- To do -
Restate word for word the line with "Task: point at the bird's chest." and all lines after it; please stop only at the end of the listing below.

----

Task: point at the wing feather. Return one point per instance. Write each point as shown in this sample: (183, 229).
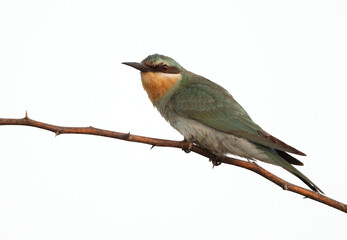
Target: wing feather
(213, 106)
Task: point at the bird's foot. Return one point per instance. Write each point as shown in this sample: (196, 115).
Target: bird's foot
(187, 149)
(215, 162)
(252, 161)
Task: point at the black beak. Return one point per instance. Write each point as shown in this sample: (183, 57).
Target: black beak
(138, 66)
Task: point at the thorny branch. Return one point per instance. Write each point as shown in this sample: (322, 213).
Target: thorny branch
(182, 145)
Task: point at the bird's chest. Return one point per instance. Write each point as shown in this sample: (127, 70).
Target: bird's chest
(157, 84)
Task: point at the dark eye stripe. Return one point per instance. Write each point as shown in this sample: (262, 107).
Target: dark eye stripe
(169, 69)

----

- Exercise output -
Task: point at the bird's chest. Return one point per instance. Write each point as shown in this sample: (127, 70).
Target: bird's chest
(157, 84)
Task: point at the dark eye stripe. Return one point per instance. Write each point as shown in this sample: (262, 107).
Target: dark eye stripe
(169, 69)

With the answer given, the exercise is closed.